Records for processing:
"""

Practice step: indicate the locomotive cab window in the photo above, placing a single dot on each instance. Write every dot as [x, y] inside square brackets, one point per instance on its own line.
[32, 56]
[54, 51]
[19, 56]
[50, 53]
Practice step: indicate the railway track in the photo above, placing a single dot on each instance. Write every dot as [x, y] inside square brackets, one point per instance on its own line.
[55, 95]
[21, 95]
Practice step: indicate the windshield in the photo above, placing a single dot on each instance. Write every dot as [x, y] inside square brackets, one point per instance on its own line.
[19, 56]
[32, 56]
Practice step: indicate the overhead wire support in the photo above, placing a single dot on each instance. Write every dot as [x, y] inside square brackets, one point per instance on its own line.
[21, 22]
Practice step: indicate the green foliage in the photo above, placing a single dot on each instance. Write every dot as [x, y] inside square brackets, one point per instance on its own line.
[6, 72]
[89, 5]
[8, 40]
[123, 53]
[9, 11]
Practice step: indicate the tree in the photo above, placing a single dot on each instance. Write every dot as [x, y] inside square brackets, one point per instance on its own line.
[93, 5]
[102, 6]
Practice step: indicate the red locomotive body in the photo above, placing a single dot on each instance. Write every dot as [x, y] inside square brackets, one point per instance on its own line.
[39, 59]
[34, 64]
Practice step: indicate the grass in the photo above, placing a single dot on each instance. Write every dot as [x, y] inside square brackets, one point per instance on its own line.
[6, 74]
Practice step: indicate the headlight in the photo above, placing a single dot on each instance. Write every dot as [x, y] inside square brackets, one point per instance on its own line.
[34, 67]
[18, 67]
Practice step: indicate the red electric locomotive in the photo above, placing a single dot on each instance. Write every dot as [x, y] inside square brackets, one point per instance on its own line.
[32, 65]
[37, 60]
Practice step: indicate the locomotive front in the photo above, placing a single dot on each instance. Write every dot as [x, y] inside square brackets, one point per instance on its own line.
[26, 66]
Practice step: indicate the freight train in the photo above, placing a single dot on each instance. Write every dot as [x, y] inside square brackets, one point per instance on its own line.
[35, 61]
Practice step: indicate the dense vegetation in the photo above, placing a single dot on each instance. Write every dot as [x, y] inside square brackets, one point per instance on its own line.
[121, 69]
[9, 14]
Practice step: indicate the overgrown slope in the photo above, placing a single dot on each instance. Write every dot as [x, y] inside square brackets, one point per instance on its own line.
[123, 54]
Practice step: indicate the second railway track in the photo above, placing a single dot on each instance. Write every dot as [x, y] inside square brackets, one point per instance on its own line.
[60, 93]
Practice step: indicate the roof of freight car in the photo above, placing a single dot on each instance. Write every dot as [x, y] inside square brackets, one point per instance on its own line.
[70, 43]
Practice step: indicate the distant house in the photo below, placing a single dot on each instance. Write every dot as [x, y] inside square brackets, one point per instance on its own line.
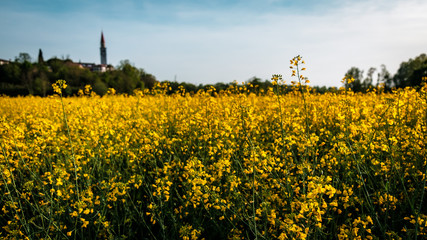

"""

Exercise details:
Would you copy out all the data exactly, without the images?

Answer for the task:
Practice step: indicate the locomotive cab window in the photo above, placing a single dot on each instance. Write every dot as [x, y] inside square brackets, one point per instance on its own line.
[32, 56]
[54, 51]
[19, 56]
[50, 53]
Practice step: indicate the railway track in the photo above, placing a single dot on each instance. Write every dot as [x, y] inside square brackets, one point per instance on its own line.
[55, 95]
[21, 95]
Practice step: indicate the windshield in the photo above, placing a single dot on each instance. Write every dot as [x, y] inside square brackets, one point per instance on its own line.
[19, 56]
[32, 56]
Practice step: indicate the overhead wire support in the photo above, placing a single dot on each instance. Write every dot as [x, y] inside square brackets, one point per instance on its own line.
[21, 22]
Practice step: indicate the green foliage in the photo above, placing a single dot on each instance. Write every dot as [x, y] inside square brackets, one point per instance on its own line.
[6, 72]
[89, 5]
[8, 40]
[123, 53]
[9, 11]
Practice step: indicate the tree in the photo above, placing a single dot on each instance. Write every dot as [x, y] inside square brackets, one point per instance on its own line.
[93, 5]
[102, 6]
Practice step: indicate the red locomotive body in the photo above, placing a single dot on each instance. Write every dot as [x, y] inside square brackets, one point per instance on its own line.
[39, 59]
[34, 64]
Practice step: indicate the grass in the photo above, placing a single dot on each instance. Write every dot as [x, y] inside square brackets, one point per instance on its own line.
[6, 74]
Practice step: indicate the headlight in the photo above, placing a single dot on each instance. Write every dot as [x, y] inside square brackets, one point per instance on its own line.
[34, 67]
[18, 67]
Practice step: indicate the red electric locomotive in the photo above, placing a single dot on each instance. Write every dot as [x, y] inside square brackets, one point per instance on its own line.
[32, 65]
[37, 60]
Practice step: indicate the locomotive front in the photo above, placing a single dot on each instance. Write every dot as [x, y] inside square brackets, one point per instance on its own line.
[26, 66]
Practice step: indicate the freight train in the photo above, placing a single dot on each instance. Write every dot as [x, y] inside square brackets, one point per instance on its own line.
[35, 61]
Practice step: indicate the dense vegetation in the photo above, placing a single dot on each instance. Write every dot as [x, y] inside square brackets, one point per instance on its own line.
[121, 69]
[9, 14]
Practice step: indicate the overgrown slope in the photo above, placing a single dot on each instance. Write every dot as [x, y] inside square brackets, one point per instance on its own line.
[123, 54]
Practice step: indicate the second railway track in the photo above, placing a single dot on each instance. Write every dot as [x, y] inside square brackets, one point per instance on its own line.
[60, 93]
Practice step: indicate the roof of freight car in the photo above, placing a single dot on each instance. Write every dot as [x, y] inside square brackets, one point per instance on its own line.
[70, 43]
Practice step: indicate the distant house in the photo below, placing a single dot on each instance. Write every dot as [x, y] inside square brackets, one point per instance on its own line.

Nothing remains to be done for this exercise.